* **CONSIGNE DONNÉE**
Poursuivez l'article sur le procès de deux Canadiens accusés d'espionnage en Chine, en reprenant après sa dernière phrase.

La Chine a commencé à juger, vendredi, deux Canadiens qu'elle accuse d'espionnage au moment où, en Alaska, le secrétaire d’État américain Antony Blinken rencontrait pour la première fois son homologue chinois.
La date n'a certainement rien d'un hasard. L'homme d'affaires canadien, Michael Spavor, détenu depuis plus de deux ans en Chine où il est accusé d'espionnage, a été jugé vendredi 19 mars, au moment où débutait, en Alaska, la première rencontre entre le secrétaire d’État américain et son homologue chinois en Alaska. L'ex-diplomate canadien, Michael Kovrig, poursuivi pour le même motif, doit quant à lui être jugé lundi 22 mars.
Michael Spavor a été jugé en un peu plus de deux heures à Dandong, dans le nord-est du pays, a annoncé un diplomate canadien. Le tribunal a fait savoir que le verdict serait annoncé à une date ultérieure. Ni les diplomates, ni la presse n'ont été autorisés à assister à l'audience ou à voir l'accusé. À la sortie du palais de justice, des diplomates canadiens ont agité la main en direction d'une fourgonnette de la police aux vitres teintées, pensant que l'homme d'affaires s'y trouvait.
Michael Spavor a été arrêté en décembre 2018 en même temps qu'un compatriote, Michael Kovrig, peu après l'interpellation au Canada d'une dirigeante du géant des télécoms chinois Huawei, à la demande des États-Unis. Pékin dément tout lien entre ces deux affaires.
Un procès en pleine rencontre sino-américaine
Le numéro deux de l'ambassade du Canada en Chine, Jim Nickel, a déclaré à la presse que son pays travaillait "étroitement" avec les États-Unis pour obtenir la libération de Michael Spavor et de Michael Kovrig. "Nous avons bon espoir que dans une certaine mesure ce procès puisse mener à leur libération immédiate", a-t-il assuré.
Le diplomate canadien s'est dit "frustré" de n'avoir pas pu assister à l'audience et par l'absence de transparence de la procédure.
Le procès s'est ouvert alors qu'une rencontre entre de hauts dirigeants chinois et américains a débuté en Alaska dans une atmosphère glaciale, pour la première prise de contact directe à ce niveau sous l'administration de Joe Biden.
"Ce n'est pas une coïncidence", a déclaré à l'AFP le sinologue Jean-Pierre Cabestan, de l'Université baptiste de Hong Kong, estimant qu'il y a déjà eu plusieurs tentatives secrètes de règlement négocié de cette affaire. "Le procès suivi d'une expulsion rapide des deux Michael a peut-être même été la condition de la tenue de la rencontre" en Alaska, a-t-il observé.
Le Wall Street Journal avait rapporté, début décembre, que Huawei discutait d'un accord avec l'administration américaine qui permettrait à Meng Wanzhou de regagner la Chine. Meng Wanzhou, qui n'est autre que la fille du fondateur de Huawei, avait été interpellée à l'aéroport de Vancouver le 1er décembre 2018 à la demande de la justice américaine, qui l'accuse d'avoir contourné des sanctions américaines contre l'Iran. Washington veut la juger pour fraude bancaire. L'affaire a entraîné une dégradation sans précédent des relations entre Pékin et Ottawa.

* **DONNÉES FOURNIES**
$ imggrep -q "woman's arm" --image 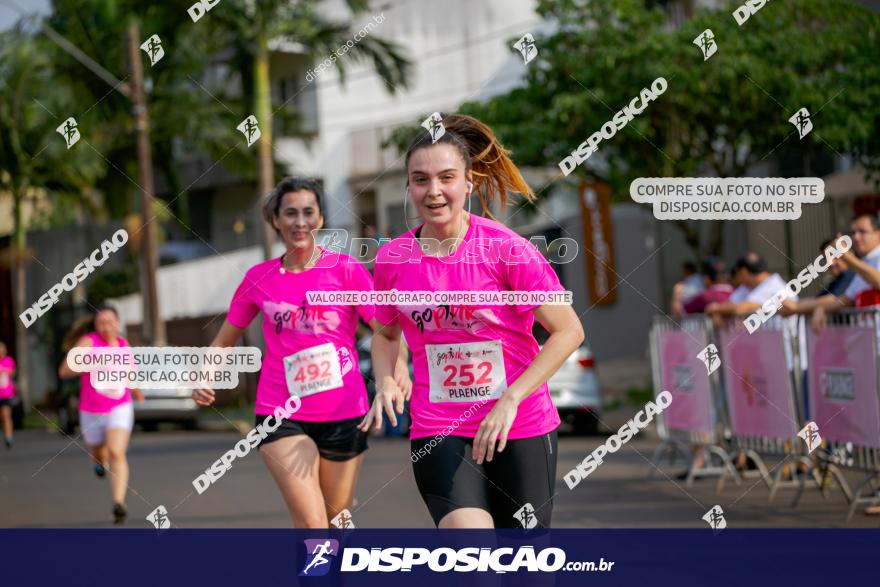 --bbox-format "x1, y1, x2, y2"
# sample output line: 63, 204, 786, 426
472, 305, 584, 464
358, 319, 404, 432
58, 336, 92, 379
370, 318, 412, 400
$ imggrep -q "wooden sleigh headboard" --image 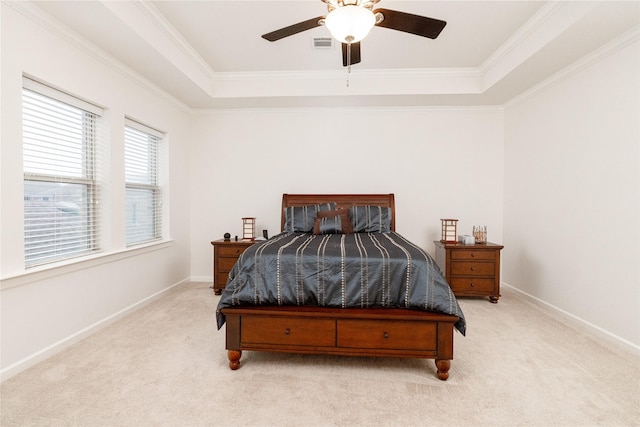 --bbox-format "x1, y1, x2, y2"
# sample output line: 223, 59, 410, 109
280, 193, 396, 231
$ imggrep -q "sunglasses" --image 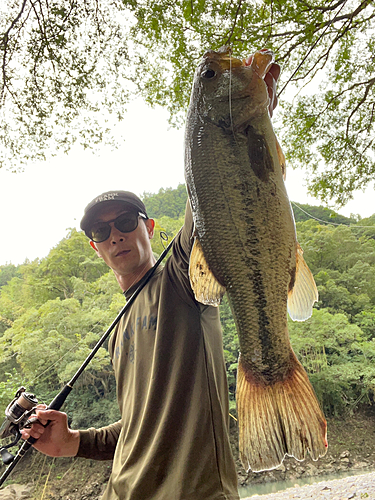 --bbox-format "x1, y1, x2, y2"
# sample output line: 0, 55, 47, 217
85, 212, 147, 243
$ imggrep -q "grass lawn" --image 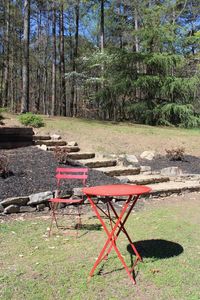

* **RÉPONSE PROPOSÉE**
"Soutien international"
La nature exacte des accusations contre les deux Canadiens n'est pas connue. En mars 2019, l'agence de presse officielle Chine nouvelle avait rapporté que Michael Kovrig était soupçonné d'espionnage et de vol de secrets d'État et que Michael Spavor était une de ses principales sources d'information.
Michael Spavor, qui était établi dans le nord-est de la Chine, organisait des voyages vers la Corée du Nord, notamment pour la star américaine du basket Dennis Rodman. Il a été reçu par le dirigeant nord-coréen Kim Jong-un.
La ville de Dandong, où se déroule son procès, se trouve à la frontière de la Corée du Nord. Des diplomates d'une dizaine de pays occidentaux, dont les États-Unis, la France et la Grande-Bretagne, accompagnaient vendredi leurs collègues canadiens à l'extérieur du tribunal. "Nous apprécions ce soutien international", a déclaré Michael Nickel.
Des conditions de détention différentes de celles de Meng Wanzhou
Jeudi, sortant de son silence, la famille de Michael Spavor a jugé "nécessaire de s'exprimer et d'exiger sa libération inconditionnelle". "Son maintien injuste et continu en détention qui le prive de sa liberté est à la fois inéquitable et déraisonnable, surtout compte tenu du manque de transparence de l'affaire", soulignent ses proches.
Richard Atwood, président par intérim du centre de réflexion Crisis Group, l'employeur de Michael Kovrig, 49 ans, a plaidé dans le même sens. "Dès le moment où il a été détenu, la nature politique de l'affaire a été claire", a-t-il dénoncé.
Les conditions de détention des "deux Michael" n'a rien à voir avec la situation de Meng Wanzhou, placée en résidence surveillée dans une villa cossue de Vancouver, où elle peut se déplacer munie d'un bracelet électronique. Par contraste, les deux Canadiens n'ont aucun accès à leurs avocats ou à leurs proches, et n'ont de contact qu'avec des représentants de leur ambassade, une fois par mois.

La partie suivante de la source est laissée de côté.